→ **Task requirements**: What follows is a listing to transcribe exactly, leaving the pictures out.

++++++++++++++++++++

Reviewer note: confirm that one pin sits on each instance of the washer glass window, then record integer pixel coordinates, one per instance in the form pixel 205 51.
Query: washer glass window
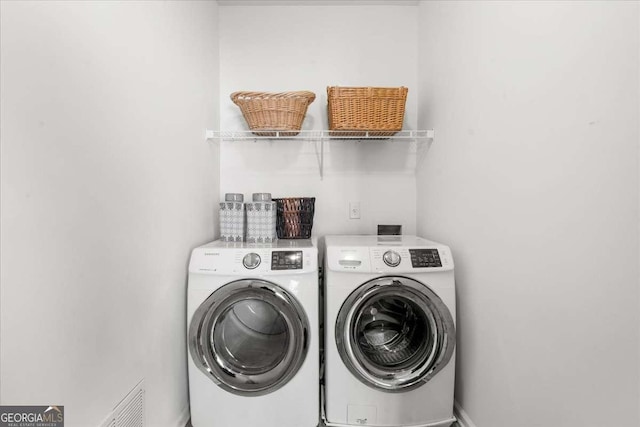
pixel 250 337
pixel 394 334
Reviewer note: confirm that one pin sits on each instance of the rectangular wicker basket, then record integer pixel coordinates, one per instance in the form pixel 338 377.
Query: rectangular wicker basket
pixel 357 110
pixel 294 217
pixel 265 111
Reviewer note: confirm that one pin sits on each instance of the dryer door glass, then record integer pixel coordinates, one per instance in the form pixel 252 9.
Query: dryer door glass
pixel 394 333
pixel 250 337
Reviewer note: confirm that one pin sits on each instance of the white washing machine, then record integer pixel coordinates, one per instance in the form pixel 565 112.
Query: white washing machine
pixel 389 332
pixel 252 319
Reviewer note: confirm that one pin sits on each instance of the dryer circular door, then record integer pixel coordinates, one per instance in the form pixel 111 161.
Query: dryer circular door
pixel 249 337
pixel 394 334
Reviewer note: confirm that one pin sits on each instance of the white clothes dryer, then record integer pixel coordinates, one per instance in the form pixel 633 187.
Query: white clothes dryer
pixel 389 332
pixel 252 319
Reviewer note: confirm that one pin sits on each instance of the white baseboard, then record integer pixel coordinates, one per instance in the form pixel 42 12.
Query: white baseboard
pixel 184 417
pixel 463 417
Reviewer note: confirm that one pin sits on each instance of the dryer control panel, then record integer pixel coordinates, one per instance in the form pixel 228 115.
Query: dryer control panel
pixel 422 256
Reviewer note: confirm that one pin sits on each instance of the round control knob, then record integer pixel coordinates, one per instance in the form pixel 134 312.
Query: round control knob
pixel 391 258
pixel 251 260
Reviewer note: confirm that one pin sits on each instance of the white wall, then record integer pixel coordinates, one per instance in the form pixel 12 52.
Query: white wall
pixel 282 48
pixel 533 181
pixel 107 184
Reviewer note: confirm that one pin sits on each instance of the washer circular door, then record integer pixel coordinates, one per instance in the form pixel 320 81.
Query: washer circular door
pixel 249 337
pixel 394 334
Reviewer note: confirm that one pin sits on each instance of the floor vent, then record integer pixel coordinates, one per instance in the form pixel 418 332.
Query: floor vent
pixel 130 411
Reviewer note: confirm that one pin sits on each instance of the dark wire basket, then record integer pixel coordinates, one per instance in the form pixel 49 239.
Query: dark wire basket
pixel 294 217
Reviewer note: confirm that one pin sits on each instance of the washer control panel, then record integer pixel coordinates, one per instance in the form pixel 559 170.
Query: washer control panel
pixel 421 258
pixel 286 260
pixel 224 258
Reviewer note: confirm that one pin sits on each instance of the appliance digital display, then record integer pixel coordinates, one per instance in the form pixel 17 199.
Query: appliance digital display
pixel 425 258
pixel 286 260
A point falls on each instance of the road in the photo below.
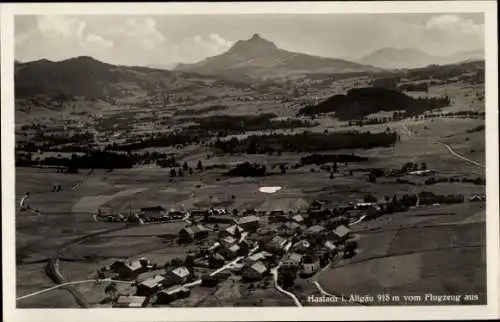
(274, 272)
(448, 147)
(453, 152)
(70, 283)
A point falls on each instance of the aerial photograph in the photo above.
(253, 160)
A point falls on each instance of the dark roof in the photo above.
(153, 208)
(248, 219)
(341, 231)
(315, 229)
(259, 267)
(153, 282)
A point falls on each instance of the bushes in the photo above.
(247, 169)
(319, 159)
(435, 180)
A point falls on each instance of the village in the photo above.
(249, 246)
(252, 247)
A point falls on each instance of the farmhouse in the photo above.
(250, 223)
(213, 280)
(292, 226)
(188, 234)
(233, 231)
(254, 272)
(365, 205)
(477, 197)
(153, 211)
(130, 301)
(310, 265)
(229, 240)
(260, 256)
(317, 205)
(315, 230)
(277, 213)
(150, 286)
(173, 293)
(276, 245)
(330, 246)
(300, 205)
(292, 260)
(302, 246)
(130, 270)
(229, 252)
(340, 234)
(298, 219)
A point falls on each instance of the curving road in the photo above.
(448, 147)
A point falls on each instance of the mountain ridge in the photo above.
(260, 58)
(404, 58)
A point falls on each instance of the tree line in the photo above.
(305, 142)
(360, 102)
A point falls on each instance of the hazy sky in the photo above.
(168, 39)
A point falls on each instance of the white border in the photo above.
(253, 314)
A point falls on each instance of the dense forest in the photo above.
(306, 142)
(318, 159)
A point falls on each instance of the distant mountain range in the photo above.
(394, 58)
(260, 58)
(164, 66)
(86, 76)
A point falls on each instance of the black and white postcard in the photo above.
(250, 161)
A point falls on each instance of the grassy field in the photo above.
(406, 260)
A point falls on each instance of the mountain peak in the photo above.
(254, 45)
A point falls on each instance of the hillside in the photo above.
(260, 58)
(360, 102)
(394, 58)
(85, 76)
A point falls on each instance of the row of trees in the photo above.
(306, 142)
(360, 102)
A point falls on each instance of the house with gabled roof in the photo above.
(276, 245)
(150, 286)
(178, 275)
(299, 219)
(173, 293)
(229, 252)
(129, 301)
(340, 234)
(130, 270)
(232, 231)
(190, 233)
(254, 271)
(292, 260)
(250, 223)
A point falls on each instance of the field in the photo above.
(406, 253)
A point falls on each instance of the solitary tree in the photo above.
(199, 166)
(335, 167)
(111, 290)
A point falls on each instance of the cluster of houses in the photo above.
(248, 247)
(167, 287)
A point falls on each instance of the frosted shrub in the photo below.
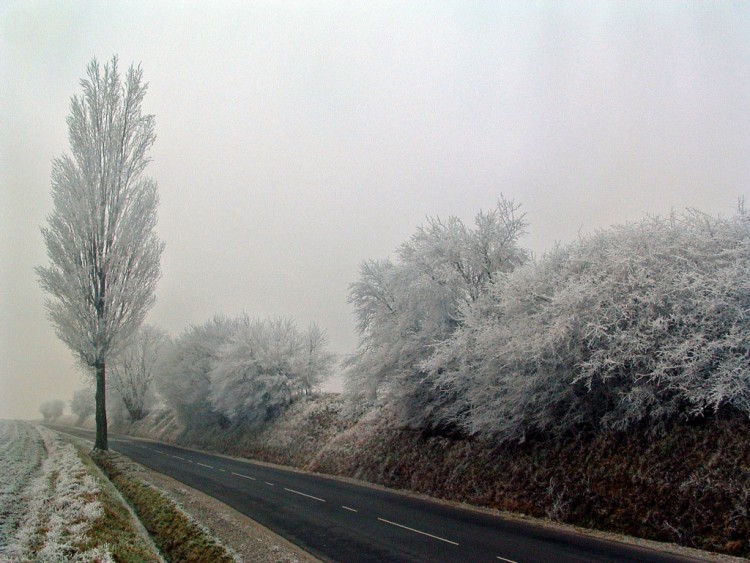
(407, 306)
(644, 321)
(264, 366)
(182, 377)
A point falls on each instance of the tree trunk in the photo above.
(101, 408)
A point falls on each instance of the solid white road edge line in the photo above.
(245, 476)
(417, 531)
(303, 494)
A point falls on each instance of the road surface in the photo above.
(341, 521)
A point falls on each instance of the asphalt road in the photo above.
(341, 521)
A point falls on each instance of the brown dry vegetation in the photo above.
(690, 485)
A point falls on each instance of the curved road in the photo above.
(341, 521)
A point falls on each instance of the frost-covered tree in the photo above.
(406, 307)
(133, 371)
(82, 405)
(183, 375)
(639, 322)
(265, 366)
(103, 251)
(52, 410)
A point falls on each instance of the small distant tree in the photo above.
(82, 405)
(183, 375)
(103, 251)
(265, 366)
(134, 369)
(52, 410)
(407, 306)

++++++++++++++++++++

→ **Exercise solution**:
Reviewer note: confirm that one pin sits on each instance of the washer glass window, then record integer pixel coordinates, one per instance in the form pixel 205 51.
Query: washer glass window
pixel 250 337
pixel 394 334
Reviewer note: confirm that one pin sits on each instance of the rectangular wicker basket, then record integer pixel coordinates, one per instance in the form pixel 338 377.
Query: rectangular wicker basket
pixel 357 110
pixel 294 217
pixel 265 111
Reviewer note: confirm that one pin sits on each instance of the dryer door glass, then record integer pixel coordinates, one per instance in the form pixel 252 9.
Query: dryer door glass
pixel 394 333
pixel 250 337
Reviewer note: confirm that one pin sits on each instance of the white washing machine, then record integer pixel coordinates, one per instance in the form pixel 565 112.
Query: white washing machine
pixel 389 332
pixel 252 319
Reviewer note: confirm that one pin sits on each instance of the dryer circular door, then record integer pixel coordinates, one per instance in the form pixel 111 161.
Query: dryer circular door
pixel 249 337
pixel 394 334
Reviewer note: confirm that one pin sits on each instance of the white clothes dryer, then record integer pixel coordinates, one per instance in the form pixel 633 187.
Query: white clothes dryer
pixel 389 332
pixel 252 319
Reviewer note: confirm that one pin sits on each instance of the white baseboard, then record integer pixel coordinates, one per instance in the form pixel 42 12.
Query: white baseboard
pixel 184 417
pixel 463 417
Reviewer note: confirm that one pin sits on each instance of the dryer control panel, then record integer pixel coordinates, one per instance in the form pixel 228 115.
Query: dryer control panel
pixel 422 256
Reviewer note: confirm that one pin sits on each instance of the round control knob, then record integer pixel coordinates, one per instance in the form pixel 134 312.
Query: round control knob
pixel 391 258
pixel 251 260
Reviewer note: confirm that one pin sits on each instance of the white wall, then record integer pixel coordinates, one per instance in the form pixel 12 52.
Query: white wall
pixel 282 48
pixel 533 181
pixel 107 184
Reviewer note: confirm that one pin sits on each instance of the washer circular door, then record integer pixel coordinates, one per instance in the form pixel 320 81.
Query: washer circular door
pixel 249 337
pixel 394 334
Reviewer note: confirm that one pin sits on each instance of the floor vent, then record integer pixel coordinates, one per instance in the form pixel 418 332.
Query: floor vent
pixel 130 411
Reviewer note: confirm that one pin sits on each instance of the dark wire basket, then record integer pixel coordinates, one per instance in the form pixel 49 239.
Query: dark wire basket
pixel 294 217
Reviewer note: confirm that one pin sits on each instance of the washer control panel, then record integer pixel coordinates, one per instance in the form pixel 559 170.
Query: washer control panel
pixel 421 258
pixel 286 260
pixel 224 258
Reviewer note: confirm that one pin sits on each instance of the appliance digital display, then record integer pixel coordinates, one per instance in the form pixel 17 199.
Query: appliance digital display
pixel 425 258
pixel 286 260
A point falls on each instance of the road in the photo below.
(274, 272)
(448, 147)
(453, 152)
(70, 283)
A point falls on each instance of the aerial photograph in the photo above.
(253, 160)
A point falls on each instance of the dark roof in the photo above.
(153, 208)
(248, 219)
(341, 231)
(315, 229)
(259, 267)
(153, 282)
A point falls on each instance of the bushes in the photo above.
(247, 169)
(319, 159)
(435, 180)
A point falls on each instance of the village in the photo above.
(249, 246)
(252, 247)
A point falls on each instance of the farmhouse in the photo above.
(250, 223)
(213, 280)
(292, 226)
(188, 234)
(233, 231)
(254, 272)
(365, 205)
(477, 197)
(153, 211)
(130, 301)
(310, 265)
(229, 240)
(260, 256)
(317, 205)
(315, 230)
(277, 213)
(150, 286)
(173, 293)
(276, 245)
(330, 246)
(300, 205)
(292, 260)
(302, 246)
(130, 270)
(229, 252)
(340, 234)
(298, 219)
A point falls on each instance of the curving road in the photo above.
(448, 147)
A point falls on each instance of the mountain ridge in the photo above.
(260, 58)
(404, 58)
A point falls on each instance of the tree line in the photo above.
(305, 142)
(360, 102)
A point falls on each instance of the hazy sky in the photo above.
(168, 39)
A point falls on each instance of the white border in the photo above.
(253, 314)
A point falls on each instance of the dense forest in the photo above.
(306, 142)
(318, 159)
A point falls on each instance of the distant mountain range in the photo above.
(394, 58)
(260, 58)
(164, 66)
(86, 76)
A point falls on each instance of the black and white postcard in the photo above.
(250, 161)
A point falls on each instance of the grassy field in the photo above.
(406, 260)
A point falls on each instance of the mountain peak in the photo above.
(254, 45)
A point falls on each instance of the hillside in the photo above.
(260, 58)
(360, 102)
(394, 58)
(85, 76)
A point falls on each instance of the row of trees in the photo above.
(306, 142)
(360, 102)
A point falls on each instance of the house with gabled roof in the photo above.
(276, 245)
(150, 286)
(178, 275)
(299, 219)
(173, 293)
(229, 252)
(129, 301)
(340, 234)
(130, 270)
(232, 231)
(190, 233)
(254, 271)
(292, 260)
(250, 223)
A point falls on each instance of the field in the photo above.
(406, 253)
A point falls on each instance of the solitary tree in the photo above.
(199, 166)
(335, 167)
(111, 290)
A point falls on each instance of the cluster of houses in the photo above.
(248, 247)
(167, 287)
A point falls on each instance of the frosted shrub in the photo below.
(407, 306)
(644, 321)
(264, 366)
(182, 377)
A point falls on each instance of the tree trunk in the photo above.
(101, 408)
A point falls on each instance of the solid white road edge line in the photo above.
(245, 476)
(417, 531)
(303, 494)
A point falls on each instance of the road surface in the photo above.
(341, 521)
A point falls on each instance of the asphalt road in the photo above.
(341, 521)
A point falls on each instance of the brown dry vegetation in the photo above.
(690, 485)
A point falls on each instance of the curved road in the photo above.
(341, 521)
A point falls on each instance of the frost-covered tree in the photo above.
(406, 307)
(133, 371)
(82, 405)
(183, 375)
(639, 322)
(265, 366)
(103, 251)
(52, 410)
A point falls on each instance of the small distant tree in the photo above.
(82, 405)
(183, 375)
(103, 251)
(265, 366)
(134, 369)
(52, 410)
(407, 306)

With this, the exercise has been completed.